### The records
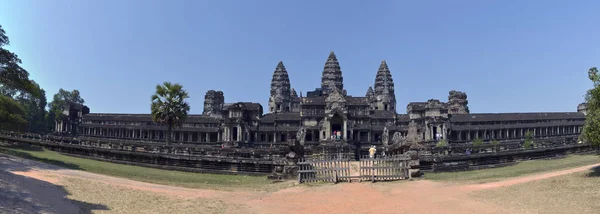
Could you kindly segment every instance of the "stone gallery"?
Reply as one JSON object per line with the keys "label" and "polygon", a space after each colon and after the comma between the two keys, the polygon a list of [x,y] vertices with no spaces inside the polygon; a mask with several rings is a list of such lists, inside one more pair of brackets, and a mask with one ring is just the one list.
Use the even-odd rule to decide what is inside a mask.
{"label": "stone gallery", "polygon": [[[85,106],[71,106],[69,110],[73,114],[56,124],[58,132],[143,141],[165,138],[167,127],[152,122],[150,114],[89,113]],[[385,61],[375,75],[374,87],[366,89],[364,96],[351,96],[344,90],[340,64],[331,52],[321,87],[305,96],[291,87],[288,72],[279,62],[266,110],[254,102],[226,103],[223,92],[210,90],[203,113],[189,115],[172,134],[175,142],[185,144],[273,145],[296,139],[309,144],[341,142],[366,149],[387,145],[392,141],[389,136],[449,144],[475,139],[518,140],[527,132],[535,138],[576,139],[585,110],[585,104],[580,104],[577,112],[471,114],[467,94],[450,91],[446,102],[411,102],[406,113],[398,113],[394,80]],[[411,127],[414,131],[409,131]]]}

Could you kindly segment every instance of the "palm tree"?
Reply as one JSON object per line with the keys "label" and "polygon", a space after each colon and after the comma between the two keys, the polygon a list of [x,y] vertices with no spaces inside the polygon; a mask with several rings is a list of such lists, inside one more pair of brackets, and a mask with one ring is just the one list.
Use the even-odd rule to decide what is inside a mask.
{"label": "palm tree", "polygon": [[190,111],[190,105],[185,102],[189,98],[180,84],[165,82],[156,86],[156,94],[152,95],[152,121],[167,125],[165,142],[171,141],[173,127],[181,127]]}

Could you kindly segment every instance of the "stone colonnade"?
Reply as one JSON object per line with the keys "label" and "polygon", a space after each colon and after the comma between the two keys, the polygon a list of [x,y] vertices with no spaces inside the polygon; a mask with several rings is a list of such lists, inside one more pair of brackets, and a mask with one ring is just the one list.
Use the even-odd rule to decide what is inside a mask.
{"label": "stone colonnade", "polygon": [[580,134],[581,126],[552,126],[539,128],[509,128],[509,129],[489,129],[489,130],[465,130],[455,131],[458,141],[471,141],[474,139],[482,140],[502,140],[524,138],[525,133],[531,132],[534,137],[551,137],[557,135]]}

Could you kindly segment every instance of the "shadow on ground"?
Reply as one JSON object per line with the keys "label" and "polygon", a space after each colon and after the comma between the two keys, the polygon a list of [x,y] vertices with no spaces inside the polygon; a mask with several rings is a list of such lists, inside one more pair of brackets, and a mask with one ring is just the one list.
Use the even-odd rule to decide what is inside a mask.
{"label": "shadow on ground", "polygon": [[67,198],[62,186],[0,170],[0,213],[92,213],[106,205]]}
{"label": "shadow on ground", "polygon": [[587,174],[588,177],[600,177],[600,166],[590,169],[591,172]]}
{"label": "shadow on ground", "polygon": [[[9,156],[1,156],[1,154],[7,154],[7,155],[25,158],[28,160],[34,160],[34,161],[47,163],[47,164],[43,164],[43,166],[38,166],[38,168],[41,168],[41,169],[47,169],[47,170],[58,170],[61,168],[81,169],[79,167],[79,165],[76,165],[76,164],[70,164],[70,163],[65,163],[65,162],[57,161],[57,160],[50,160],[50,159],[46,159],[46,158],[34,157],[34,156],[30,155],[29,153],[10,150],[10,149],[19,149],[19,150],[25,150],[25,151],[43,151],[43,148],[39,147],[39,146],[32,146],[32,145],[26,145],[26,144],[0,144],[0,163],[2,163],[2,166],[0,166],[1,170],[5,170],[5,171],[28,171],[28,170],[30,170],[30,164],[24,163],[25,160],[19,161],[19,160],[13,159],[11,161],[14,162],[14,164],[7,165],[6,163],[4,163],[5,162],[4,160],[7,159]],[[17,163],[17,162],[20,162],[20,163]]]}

...

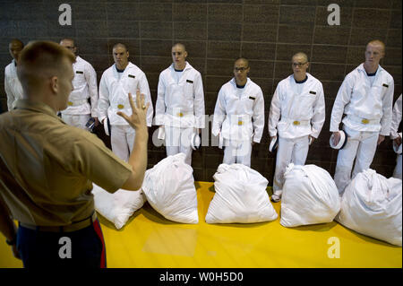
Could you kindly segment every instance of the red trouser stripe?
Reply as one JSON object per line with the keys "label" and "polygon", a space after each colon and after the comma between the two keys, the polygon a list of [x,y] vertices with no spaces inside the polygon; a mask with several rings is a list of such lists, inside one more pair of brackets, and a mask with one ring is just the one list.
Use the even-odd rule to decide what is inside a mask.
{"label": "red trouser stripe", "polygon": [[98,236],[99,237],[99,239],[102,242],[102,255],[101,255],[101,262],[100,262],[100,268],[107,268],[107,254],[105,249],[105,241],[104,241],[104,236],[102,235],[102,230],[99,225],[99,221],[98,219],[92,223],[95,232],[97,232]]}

==

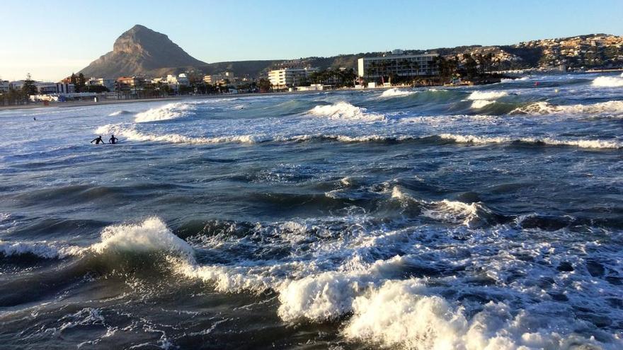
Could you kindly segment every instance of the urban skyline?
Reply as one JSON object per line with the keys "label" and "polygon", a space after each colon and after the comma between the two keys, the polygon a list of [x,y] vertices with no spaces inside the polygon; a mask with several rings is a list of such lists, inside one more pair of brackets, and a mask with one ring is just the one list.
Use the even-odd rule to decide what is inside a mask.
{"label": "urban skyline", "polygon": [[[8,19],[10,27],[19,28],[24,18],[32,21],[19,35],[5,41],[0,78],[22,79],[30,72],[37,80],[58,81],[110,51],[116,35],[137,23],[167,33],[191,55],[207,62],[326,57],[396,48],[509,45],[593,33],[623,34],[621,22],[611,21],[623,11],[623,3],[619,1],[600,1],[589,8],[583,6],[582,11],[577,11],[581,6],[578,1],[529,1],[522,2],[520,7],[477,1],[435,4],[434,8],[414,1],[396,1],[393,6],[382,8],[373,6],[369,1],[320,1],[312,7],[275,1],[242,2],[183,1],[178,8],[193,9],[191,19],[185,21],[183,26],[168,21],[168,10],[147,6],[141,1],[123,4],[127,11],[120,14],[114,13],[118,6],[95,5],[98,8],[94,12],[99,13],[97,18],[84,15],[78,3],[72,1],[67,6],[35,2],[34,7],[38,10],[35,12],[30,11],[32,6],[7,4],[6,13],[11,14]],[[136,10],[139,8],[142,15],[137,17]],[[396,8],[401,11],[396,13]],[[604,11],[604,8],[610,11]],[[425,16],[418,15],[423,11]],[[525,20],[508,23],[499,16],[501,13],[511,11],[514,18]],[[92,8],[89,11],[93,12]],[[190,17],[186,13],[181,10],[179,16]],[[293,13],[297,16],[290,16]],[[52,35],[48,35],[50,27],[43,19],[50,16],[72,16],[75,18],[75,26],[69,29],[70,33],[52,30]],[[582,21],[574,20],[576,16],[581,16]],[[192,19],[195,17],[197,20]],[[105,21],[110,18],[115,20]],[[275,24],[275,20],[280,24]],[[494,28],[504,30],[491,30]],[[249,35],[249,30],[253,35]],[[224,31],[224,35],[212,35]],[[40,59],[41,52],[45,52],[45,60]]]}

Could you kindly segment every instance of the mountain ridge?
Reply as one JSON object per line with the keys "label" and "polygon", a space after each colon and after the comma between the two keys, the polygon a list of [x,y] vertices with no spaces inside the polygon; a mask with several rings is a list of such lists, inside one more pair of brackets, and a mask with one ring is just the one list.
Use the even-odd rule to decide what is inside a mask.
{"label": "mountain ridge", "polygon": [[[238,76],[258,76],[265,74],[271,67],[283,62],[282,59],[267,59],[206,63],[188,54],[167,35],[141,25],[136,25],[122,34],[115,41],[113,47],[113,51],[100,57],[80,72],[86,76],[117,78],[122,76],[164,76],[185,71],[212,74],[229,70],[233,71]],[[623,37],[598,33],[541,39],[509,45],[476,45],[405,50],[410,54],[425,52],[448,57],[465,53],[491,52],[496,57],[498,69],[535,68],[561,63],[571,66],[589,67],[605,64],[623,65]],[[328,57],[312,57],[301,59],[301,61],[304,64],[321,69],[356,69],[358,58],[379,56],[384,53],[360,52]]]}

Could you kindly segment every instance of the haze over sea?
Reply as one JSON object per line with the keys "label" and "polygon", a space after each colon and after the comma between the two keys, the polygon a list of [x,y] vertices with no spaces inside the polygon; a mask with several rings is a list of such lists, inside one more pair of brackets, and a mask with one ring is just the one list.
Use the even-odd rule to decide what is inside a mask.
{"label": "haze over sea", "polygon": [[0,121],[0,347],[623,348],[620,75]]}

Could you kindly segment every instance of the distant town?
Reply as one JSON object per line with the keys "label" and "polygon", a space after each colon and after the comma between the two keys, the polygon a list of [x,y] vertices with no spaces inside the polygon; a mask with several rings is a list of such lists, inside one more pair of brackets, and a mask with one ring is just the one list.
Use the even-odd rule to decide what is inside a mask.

### Aim of the task
Locate every line in the material above that contains the string "tree", matching case exactly, and copy each of those lines in full.

### Response for this exercise
Could you kindly segment every instance of the "palm tree"?
{"label": "palm tree", "polygon": [[190,111],[190,105],[185,102],[189,98],[180,84],[165,82],[156,86],[156,94],[152,95],[152,121],[167,125],[165,142],[171,141],[173,127],[181,127]]}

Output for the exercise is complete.